Document extract:
_ _ _ _ _ _ _

Systematic selection of surrogate models for nonequilibrium chemistry
Robin Janssen, Lorenzo Branca, and Tobias Buck

TL;DR
This paper introduces CODES, a framework for systematically benchmarking and optimizing neural surrogate models for nonequilibrium chemistry, demonstrating trade-offs between accuracy and efficiency.
Contribution
The authors present CODES, a new systematic benchmarking framework for astrochemical surrogate models, including datasets, metrics, and optimization procedures.
Findings
Fully connected models achieve highest accuracy and reliable uncertainty estimates.
Latent-evolution models show improved robustness under iterative prediction.
Systematic optimization reveals pronounced accuracy-efficiency trade-offs.

_ _ _ _ _ _ _

Records provided:

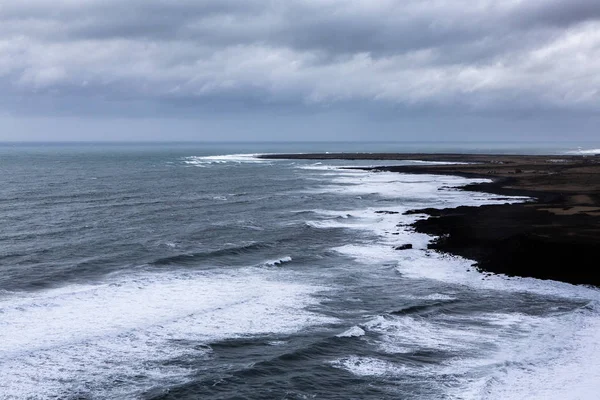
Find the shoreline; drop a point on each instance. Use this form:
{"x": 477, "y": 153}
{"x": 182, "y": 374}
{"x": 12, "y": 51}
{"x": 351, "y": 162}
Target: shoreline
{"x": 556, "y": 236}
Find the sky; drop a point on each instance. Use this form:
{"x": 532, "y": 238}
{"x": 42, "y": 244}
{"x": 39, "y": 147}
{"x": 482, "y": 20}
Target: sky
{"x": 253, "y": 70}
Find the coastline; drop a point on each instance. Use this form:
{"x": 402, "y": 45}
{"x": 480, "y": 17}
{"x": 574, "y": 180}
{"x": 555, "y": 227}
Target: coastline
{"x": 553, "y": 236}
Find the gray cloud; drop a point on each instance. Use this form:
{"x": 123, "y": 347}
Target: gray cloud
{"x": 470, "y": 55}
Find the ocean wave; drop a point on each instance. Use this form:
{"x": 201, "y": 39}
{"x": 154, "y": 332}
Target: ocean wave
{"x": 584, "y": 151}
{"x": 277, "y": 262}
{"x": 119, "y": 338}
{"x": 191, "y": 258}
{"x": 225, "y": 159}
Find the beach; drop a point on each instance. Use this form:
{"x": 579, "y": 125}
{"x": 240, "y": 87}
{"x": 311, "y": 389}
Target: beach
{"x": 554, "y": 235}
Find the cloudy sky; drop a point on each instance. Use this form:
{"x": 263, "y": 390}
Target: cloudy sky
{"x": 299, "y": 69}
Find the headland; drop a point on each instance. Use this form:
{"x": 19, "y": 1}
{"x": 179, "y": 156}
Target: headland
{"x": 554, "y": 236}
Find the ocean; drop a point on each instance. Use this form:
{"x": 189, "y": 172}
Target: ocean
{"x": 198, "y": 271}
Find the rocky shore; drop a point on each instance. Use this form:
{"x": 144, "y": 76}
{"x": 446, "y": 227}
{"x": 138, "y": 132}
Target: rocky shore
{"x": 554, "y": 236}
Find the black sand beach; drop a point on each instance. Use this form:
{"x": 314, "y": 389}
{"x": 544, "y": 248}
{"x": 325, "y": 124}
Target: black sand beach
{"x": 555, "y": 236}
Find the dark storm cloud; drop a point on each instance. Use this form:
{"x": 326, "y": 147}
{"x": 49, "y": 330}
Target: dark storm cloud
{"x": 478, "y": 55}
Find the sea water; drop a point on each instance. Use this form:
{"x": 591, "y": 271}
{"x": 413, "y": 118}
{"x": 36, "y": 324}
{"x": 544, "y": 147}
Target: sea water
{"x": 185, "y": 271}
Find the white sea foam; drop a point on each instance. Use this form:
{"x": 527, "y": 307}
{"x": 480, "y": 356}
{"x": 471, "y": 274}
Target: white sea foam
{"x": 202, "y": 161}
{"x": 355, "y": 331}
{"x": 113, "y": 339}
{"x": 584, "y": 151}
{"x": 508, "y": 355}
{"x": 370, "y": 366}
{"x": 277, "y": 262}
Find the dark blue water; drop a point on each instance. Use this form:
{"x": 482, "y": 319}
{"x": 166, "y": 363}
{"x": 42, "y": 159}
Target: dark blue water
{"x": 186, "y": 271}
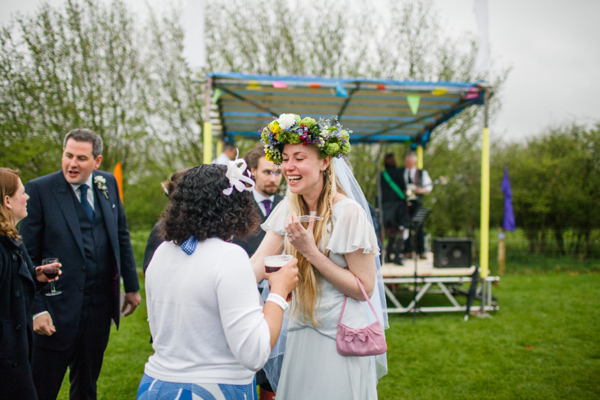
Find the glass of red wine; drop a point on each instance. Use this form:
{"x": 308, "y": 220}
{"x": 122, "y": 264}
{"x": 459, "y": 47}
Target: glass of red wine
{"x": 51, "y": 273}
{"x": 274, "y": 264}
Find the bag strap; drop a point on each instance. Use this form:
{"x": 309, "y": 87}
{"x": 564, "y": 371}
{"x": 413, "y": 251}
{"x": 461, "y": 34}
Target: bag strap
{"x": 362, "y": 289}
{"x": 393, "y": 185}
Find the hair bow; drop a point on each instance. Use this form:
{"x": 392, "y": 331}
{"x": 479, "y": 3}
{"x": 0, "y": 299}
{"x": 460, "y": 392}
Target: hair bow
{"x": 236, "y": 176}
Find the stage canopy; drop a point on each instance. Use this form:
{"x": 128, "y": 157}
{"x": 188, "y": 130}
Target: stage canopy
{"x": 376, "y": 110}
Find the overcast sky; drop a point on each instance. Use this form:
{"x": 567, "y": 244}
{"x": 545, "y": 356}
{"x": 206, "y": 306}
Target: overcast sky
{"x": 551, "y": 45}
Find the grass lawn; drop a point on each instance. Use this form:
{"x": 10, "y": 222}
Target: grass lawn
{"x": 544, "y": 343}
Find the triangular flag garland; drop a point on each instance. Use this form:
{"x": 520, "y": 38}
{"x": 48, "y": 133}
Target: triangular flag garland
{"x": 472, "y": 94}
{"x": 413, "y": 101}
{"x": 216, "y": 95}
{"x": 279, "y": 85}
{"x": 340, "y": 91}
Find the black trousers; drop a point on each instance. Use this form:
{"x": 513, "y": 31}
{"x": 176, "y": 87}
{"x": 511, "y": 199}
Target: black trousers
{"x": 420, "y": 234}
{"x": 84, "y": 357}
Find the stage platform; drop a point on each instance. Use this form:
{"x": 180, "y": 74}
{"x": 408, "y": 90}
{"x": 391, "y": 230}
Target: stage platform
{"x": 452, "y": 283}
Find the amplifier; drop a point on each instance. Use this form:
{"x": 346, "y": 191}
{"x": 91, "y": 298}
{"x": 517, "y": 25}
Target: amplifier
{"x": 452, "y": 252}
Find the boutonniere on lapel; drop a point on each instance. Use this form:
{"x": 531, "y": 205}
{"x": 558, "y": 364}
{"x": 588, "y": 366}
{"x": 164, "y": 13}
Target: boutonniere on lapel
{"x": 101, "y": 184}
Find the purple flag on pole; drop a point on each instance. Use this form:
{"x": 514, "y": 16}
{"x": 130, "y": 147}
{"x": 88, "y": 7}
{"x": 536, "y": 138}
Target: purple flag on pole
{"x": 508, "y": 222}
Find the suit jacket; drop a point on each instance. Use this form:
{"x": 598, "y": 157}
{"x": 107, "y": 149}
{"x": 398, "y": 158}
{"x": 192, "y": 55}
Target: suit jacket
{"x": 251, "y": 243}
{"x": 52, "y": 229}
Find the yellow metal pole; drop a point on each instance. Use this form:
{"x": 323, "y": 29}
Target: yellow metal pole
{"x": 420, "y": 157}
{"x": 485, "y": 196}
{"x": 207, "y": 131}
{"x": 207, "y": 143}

_ _ _ _ _ _ _

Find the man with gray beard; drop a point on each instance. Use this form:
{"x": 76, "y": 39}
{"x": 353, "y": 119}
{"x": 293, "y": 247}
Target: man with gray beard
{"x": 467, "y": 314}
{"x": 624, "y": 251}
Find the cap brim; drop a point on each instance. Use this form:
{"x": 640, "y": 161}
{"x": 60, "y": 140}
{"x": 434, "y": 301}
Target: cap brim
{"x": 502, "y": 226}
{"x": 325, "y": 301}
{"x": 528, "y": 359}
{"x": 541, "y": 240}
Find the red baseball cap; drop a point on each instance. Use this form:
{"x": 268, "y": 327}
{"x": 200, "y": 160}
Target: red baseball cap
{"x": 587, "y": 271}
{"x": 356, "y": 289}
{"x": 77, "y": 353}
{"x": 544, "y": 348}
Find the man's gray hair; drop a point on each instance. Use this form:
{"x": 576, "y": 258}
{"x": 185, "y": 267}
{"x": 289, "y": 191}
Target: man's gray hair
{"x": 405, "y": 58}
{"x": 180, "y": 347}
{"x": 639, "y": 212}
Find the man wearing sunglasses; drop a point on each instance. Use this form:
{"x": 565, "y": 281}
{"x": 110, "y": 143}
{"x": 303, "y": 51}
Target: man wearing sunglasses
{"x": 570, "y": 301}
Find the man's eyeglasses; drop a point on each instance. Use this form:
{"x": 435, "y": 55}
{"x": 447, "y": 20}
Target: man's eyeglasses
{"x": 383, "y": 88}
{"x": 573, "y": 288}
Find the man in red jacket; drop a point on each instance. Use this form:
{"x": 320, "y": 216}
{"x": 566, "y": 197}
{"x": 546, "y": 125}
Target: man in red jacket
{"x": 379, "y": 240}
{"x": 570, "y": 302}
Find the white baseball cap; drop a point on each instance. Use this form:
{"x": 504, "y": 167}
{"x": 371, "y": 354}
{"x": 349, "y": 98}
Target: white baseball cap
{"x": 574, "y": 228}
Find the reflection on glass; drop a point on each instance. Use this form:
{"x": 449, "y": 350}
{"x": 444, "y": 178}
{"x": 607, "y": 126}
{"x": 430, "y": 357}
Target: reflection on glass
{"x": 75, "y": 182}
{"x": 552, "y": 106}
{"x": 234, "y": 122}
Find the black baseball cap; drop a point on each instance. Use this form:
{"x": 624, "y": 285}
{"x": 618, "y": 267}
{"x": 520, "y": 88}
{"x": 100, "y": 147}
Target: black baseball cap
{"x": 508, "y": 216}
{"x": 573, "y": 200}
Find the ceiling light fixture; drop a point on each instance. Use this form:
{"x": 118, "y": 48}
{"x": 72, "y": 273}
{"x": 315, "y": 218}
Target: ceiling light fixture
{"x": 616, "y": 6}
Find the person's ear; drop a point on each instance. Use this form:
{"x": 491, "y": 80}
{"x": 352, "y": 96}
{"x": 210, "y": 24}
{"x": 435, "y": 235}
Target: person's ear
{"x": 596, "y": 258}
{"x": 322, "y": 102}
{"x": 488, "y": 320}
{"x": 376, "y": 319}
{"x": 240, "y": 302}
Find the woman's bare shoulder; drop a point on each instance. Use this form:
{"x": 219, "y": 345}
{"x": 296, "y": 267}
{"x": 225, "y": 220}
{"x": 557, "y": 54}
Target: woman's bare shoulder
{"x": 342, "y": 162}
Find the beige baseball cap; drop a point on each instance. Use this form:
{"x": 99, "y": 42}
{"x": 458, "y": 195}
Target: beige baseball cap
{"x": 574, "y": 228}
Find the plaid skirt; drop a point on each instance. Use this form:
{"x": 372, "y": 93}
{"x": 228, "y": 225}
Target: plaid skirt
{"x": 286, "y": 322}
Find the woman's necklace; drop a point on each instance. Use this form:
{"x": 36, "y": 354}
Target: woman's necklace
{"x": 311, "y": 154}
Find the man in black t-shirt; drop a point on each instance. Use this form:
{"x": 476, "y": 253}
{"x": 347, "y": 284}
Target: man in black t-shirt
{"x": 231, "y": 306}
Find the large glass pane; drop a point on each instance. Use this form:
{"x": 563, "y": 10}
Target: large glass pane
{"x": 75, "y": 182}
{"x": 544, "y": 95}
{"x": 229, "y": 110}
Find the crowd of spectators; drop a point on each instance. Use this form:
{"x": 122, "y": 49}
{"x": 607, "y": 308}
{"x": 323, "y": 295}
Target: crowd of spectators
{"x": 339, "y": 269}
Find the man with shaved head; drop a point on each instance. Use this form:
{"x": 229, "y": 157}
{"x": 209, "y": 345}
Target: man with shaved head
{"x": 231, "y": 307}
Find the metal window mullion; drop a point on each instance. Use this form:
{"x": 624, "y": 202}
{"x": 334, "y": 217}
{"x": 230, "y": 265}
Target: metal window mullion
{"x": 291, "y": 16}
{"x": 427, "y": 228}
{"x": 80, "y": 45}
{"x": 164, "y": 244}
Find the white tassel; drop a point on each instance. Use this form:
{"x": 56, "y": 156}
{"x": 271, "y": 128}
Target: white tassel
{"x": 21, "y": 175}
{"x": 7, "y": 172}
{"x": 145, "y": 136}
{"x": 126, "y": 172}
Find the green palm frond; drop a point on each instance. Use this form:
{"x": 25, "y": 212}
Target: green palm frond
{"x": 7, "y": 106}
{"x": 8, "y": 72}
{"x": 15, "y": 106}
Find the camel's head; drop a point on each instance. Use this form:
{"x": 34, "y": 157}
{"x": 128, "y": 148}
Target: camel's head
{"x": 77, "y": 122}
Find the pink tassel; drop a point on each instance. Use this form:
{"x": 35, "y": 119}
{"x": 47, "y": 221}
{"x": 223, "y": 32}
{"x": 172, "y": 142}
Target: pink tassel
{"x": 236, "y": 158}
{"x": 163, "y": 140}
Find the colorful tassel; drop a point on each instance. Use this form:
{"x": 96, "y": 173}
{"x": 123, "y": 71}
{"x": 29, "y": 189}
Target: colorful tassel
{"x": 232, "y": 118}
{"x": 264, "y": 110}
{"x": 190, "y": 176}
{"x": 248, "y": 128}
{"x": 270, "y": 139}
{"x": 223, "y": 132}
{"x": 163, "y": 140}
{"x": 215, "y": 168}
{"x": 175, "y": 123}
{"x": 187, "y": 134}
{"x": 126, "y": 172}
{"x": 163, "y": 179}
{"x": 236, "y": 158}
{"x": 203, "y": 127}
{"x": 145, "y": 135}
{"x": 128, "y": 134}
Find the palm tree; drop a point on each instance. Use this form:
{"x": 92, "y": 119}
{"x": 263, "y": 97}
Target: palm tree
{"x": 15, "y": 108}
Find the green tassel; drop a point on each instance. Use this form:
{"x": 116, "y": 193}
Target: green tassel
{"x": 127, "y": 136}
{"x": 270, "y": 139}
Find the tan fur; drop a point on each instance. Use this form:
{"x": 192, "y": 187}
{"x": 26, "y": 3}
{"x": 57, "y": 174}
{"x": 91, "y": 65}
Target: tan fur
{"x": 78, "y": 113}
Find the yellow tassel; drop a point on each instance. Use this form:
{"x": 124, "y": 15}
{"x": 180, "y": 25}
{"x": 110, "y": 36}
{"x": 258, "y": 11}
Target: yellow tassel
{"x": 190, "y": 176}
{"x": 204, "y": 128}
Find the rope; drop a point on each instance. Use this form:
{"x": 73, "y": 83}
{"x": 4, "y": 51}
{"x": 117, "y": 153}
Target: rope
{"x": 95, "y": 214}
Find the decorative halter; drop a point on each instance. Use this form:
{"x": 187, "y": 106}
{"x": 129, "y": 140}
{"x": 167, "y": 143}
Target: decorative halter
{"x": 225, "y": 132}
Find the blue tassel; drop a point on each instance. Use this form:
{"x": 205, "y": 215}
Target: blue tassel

_ _ _ _ _ _ _

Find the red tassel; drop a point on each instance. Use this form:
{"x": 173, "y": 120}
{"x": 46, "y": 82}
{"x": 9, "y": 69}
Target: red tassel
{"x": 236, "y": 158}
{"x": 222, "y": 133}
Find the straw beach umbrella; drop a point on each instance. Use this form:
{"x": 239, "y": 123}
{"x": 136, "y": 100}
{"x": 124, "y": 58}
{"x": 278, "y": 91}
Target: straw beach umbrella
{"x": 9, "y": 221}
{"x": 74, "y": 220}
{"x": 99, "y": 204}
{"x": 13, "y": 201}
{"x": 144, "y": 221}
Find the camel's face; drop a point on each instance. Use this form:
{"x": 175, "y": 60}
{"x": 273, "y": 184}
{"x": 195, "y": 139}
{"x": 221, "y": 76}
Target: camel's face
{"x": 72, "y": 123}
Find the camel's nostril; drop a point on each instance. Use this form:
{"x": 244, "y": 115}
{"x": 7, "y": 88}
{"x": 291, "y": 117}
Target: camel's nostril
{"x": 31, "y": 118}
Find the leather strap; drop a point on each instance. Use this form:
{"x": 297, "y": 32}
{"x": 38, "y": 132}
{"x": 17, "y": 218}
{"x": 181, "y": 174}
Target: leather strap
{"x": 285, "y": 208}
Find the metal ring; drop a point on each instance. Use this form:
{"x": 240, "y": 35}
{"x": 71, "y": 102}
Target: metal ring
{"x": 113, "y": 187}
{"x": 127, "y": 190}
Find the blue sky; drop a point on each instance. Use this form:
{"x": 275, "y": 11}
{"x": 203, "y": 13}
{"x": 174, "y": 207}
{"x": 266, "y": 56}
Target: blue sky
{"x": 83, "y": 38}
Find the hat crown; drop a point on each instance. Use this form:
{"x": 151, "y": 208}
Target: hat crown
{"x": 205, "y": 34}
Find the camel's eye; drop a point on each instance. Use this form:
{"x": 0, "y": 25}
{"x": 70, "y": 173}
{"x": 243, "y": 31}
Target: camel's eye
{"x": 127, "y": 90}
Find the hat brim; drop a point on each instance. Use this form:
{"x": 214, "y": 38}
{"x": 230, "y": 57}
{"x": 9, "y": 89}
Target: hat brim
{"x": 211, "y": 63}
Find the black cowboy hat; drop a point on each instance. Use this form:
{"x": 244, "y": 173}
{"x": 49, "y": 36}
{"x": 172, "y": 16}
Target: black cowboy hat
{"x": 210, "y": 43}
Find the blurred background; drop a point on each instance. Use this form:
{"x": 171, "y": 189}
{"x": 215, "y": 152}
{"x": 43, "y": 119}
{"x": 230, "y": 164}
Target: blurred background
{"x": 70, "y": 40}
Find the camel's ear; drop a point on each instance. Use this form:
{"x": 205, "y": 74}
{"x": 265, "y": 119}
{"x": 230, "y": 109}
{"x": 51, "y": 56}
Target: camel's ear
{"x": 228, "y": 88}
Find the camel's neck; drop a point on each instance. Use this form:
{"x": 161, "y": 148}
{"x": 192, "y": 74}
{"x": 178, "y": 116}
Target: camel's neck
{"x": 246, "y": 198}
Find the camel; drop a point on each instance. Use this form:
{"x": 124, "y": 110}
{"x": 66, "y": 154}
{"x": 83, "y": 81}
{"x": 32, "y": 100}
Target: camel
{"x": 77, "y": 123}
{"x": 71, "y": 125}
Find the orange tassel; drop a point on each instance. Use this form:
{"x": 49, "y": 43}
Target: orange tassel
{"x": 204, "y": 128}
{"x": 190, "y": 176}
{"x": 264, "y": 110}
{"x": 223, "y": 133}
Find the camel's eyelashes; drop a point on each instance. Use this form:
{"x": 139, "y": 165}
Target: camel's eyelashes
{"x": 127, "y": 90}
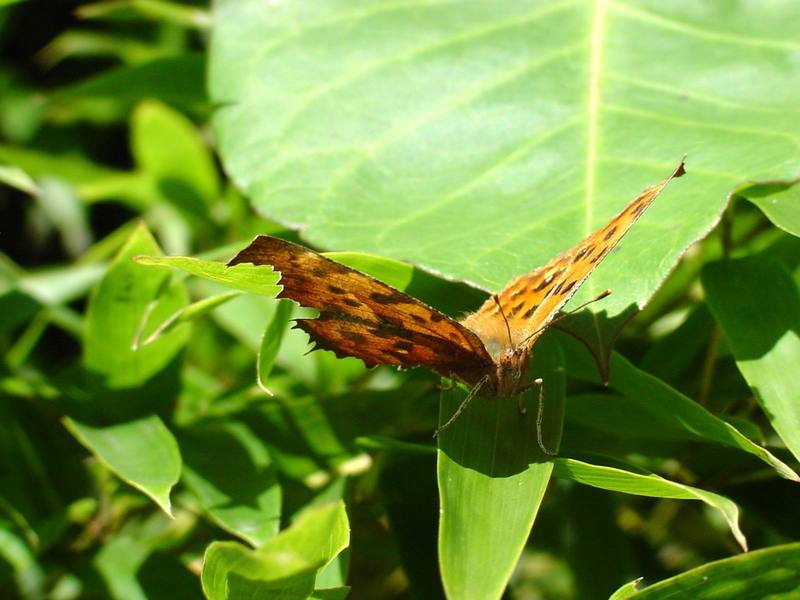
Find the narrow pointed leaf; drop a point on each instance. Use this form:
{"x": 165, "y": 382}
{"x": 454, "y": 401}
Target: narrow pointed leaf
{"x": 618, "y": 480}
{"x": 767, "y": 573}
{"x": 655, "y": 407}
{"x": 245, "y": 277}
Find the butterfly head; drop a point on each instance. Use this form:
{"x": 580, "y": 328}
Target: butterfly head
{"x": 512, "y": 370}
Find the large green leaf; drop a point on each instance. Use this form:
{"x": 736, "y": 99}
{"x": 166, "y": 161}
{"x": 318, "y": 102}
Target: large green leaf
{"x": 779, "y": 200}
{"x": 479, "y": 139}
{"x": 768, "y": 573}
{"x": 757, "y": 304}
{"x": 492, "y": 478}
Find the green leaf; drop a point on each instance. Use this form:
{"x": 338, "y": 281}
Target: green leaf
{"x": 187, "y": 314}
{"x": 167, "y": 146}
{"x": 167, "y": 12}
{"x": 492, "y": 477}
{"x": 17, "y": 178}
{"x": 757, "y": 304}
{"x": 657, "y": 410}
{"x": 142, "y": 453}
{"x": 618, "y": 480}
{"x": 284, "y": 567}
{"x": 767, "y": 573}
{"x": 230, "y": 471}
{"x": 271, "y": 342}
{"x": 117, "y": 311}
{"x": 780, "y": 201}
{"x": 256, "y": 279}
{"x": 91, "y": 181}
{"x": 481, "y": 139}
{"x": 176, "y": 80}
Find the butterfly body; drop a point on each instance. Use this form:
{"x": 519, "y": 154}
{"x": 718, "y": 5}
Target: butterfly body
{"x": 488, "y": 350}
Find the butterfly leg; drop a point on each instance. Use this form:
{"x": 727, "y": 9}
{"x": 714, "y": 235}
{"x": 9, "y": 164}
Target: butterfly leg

_ _ _ _ _ _ _

Work to do:
1/ According to the paper summary, what components does the CODES benchmarking framework include?
2/ In the paper summary, which models show improved robustness under iterative prediction?
The listing plays no part in what follows.

Outputs for the tasks:
1/ Datasets, metrics, and optimization procedures.

2/ Latent-evolution models.